Segment Start: Records for this task
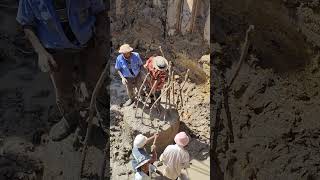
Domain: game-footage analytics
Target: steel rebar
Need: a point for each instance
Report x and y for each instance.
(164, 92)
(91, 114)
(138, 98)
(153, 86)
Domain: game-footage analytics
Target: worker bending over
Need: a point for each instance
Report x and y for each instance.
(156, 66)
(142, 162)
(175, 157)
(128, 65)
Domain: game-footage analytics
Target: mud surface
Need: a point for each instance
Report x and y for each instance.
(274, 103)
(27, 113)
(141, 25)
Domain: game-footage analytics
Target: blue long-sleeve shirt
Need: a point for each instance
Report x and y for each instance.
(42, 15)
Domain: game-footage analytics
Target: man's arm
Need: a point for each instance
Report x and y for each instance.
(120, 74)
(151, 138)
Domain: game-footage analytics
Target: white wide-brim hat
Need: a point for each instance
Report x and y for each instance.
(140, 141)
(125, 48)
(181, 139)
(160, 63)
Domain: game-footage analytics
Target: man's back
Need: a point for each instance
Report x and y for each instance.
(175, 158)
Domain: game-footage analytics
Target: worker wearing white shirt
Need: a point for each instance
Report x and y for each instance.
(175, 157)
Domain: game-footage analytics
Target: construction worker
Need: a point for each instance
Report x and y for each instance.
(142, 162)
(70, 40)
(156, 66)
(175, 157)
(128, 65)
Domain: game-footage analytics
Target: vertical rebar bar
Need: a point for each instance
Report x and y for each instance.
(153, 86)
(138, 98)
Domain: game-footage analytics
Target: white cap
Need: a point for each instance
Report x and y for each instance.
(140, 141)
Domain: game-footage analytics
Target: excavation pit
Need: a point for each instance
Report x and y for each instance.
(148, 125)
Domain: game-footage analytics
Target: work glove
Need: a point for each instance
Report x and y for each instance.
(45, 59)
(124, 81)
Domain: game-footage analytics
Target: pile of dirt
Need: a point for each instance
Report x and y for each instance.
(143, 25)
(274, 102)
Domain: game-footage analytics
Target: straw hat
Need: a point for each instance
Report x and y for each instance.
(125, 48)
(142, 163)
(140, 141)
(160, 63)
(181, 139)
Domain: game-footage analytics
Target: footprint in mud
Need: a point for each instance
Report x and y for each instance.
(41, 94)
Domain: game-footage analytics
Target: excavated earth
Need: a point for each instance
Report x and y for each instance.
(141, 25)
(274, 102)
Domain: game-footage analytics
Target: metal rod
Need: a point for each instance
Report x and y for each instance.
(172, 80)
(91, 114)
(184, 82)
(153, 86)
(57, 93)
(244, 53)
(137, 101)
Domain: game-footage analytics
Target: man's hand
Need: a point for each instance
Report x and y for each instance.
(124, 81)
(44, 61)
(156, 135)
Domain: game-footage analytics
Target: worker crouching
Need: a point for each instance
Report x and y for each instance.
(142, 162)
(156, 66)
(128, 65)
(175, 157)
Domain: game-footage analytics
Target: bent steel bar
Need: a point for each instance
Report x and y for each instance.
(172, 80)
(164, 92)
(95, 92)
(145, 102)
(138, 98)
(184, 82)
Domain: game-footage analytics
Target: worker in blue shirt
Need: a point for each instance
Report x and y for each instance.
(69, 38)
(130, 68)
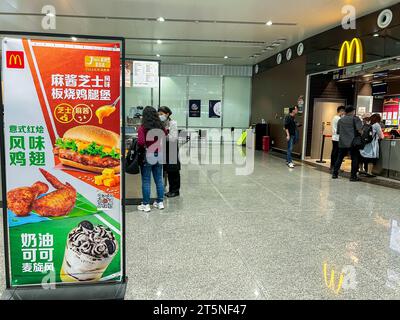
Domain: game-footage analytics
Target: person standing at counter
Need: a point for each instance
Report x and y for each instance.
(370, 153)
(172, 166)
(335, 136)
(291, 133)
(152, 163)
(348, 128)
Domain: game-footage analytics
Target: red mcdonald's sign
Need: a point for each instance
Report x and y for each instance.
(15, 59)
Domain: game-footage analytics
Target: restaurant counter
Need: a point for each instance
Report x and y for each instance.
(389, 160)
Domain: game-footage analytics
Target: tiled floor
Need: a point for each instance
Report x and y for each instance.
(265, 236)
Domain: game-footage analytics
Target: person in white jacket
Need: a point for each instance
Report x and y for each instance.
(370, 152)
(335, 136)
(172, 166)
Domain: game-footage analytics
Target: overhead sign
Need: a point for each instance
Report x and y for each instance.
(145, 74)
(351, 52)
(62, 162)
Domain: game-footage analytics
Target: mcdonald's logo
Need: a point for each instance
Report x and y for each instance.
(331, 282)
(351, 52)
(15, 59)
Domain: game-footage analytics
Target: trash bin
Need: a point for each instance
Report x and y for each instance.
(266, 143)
Segment End: Records for this task
Action item: Set down the full listing above with its wording unchanged. Leave out its images.

Solution for this exercise:
Domain: game-footage analytics
Target: steel rebar
Need: a point for each instance
Report x and y for each instance.
(164, 92)
(91, 114)
(138, 98)
(153, 86)
Domain: game-footage analytics
Target: worker bending over
Need: a point for each instance
Report x and y for each instance.
(156, 66)
(142, 162)
(175, 157)
(128, 65)
Domain: game-footage analytics
Target: mud surface
Need: a point for each instance
Report x and y for each instance.
(274, 103)
(27, 113)
(141, 25)
Domain: game-footage analytics
Target: blue long-sleeve shirt
Need: a point for each instance
Report x and y for each instance.
(42, 15)
Domain: game-footage analytics
Target: man's arm
Need: a point for each instance
Report x and y for each instance.
(120, 74)
(151, 138)
Domain: game-footage analytics
Target: white wide-brim hat
Need: a point for each instance
Report x and y for each instance.
(140, 141)
(125, 48)
(181, 139)
(160, 63)
Domain: game-footage analytics
Target: man's back
Need: a point for each instance
Report x and y for each instance.
(175, 158)
Domain: game-footage analytics
Target: worker wearing white shirt
Need: a point for each instance
Report x and y for each instance.
(175, 157)
Domain: game-footage analytics
Target: construction worker
Need: a point for each instance
Report x and y for each instance.
(142, 162)
(70, 40)
(156, 66)
(175, 157)
(128, 65)
Domain: game-footage analytics
Target: vertical rebar bar
Need: a point for each instance
Report x and y for each instance.
(153, 86)
(138, 98)
Domain: game-footage analytics
Target: white cap
Need: a point for each instance
Report x and y for each instance.
(140, 141)
Domain: game-footage analytics
Target: excavation pit
Need: a point for each instance
Report x and y for each instance.
(148, 125)
Domain: game-footage analytics
Target: work glove
Need: a point for each instance
Report x and y for each instance.
(45, 59)
(124, 81)
Domain: game-footage analytics
Target: pile of dirt
Need: a point for each instance
Report x and y for each instance.
(143, 25)
(274, 102)
Domain: game-footage analytics
Target: straw hat
Need: a point for each instance
Report x and y for each instance.
(125, 48)
(142, 163)
(140, 141)
(160, 63)
(181, 139)
Domain: game-footage analytics
Target: footprint in mud
Need: a point for each instance
Report x and y for each instance.
(41, 94)
Domain: game-footage analytics
Target: excavated earth
Need: a point for each instance
Report x and y for each instance.
(141, 25)
(274, 102)
Domain: game-footage analytics
Target: metal rod
Need: a point for each instance
Report x and y for each instance.
(172, 80)
(91, 114)
(184, 82)
(153, 86)
(57, 93)
(244, 53)
(137, 101)
Domain: game-footage analytics
Target: man's hand
Need: a point for each instance
Report x and y for each instance.
(124, 81)
(44, 61)
(156, 135)
Domain: game-footage analytics
Target: worker crouching
Need: a point for each instance
Report x and y for each instance.
(142, 162)
(156, 66)
(128, 65)
(175, 157)
Domain: game-footage analytics
Target: bent steel bar
Need: a point for each instance
Report x and y for each instance.
(172, 80)
(164, 92)
(95, 92)
(145, 102)
(138, 98)
(184, 82)
Domain: game-footage analytics
Target: worker in blue shirt
Need: a point for each instance
Report x and y for each instance.
(69, 38)
(130, 68)
Domain: game-footage analytics
Target: person standing at counter
Need: a point for each instance
Report x and y for each instance.
(370, 153)
(172, 166)
(335, 136)
(291, 133)
(152, 163)
(348, 128)
Domain: game-footage analytics
Target: red mcdonald's sign
Need: a point for each instance
Report x and y for each instance.
(15, 59)
Domain: game-footage analytics
Target: restaurant counter
Need: a point for each instance
Report x and y for each instance.
(389, 160)
Domain: game-footage analytics
Target: tiled floor
Need: a point for each instance
Report x and y for each instance.
(265, 236)
Domain: game-footage analytics
Target: person in white jacket
Need: a point for each instance
Report x and y for each instance.
(370, 152)
(335, 136)
(172, 166)
Domain: game-footage analytics
Target: overhead sign
Need: a point for each instance
Report x and y for each instance.
(145, 74)
(351, 52)
(62, 162)
Domain: game-footage analytics
Target: mcdonald's logo
Need: a point for each instance
Report x and y for each instance.
(331, 282)
(351, 52)
(15, 59)
Domain: game-footage analytics
Target: trash bin
Need: a point for each instance
Report x and y for each instance.
(266, 143)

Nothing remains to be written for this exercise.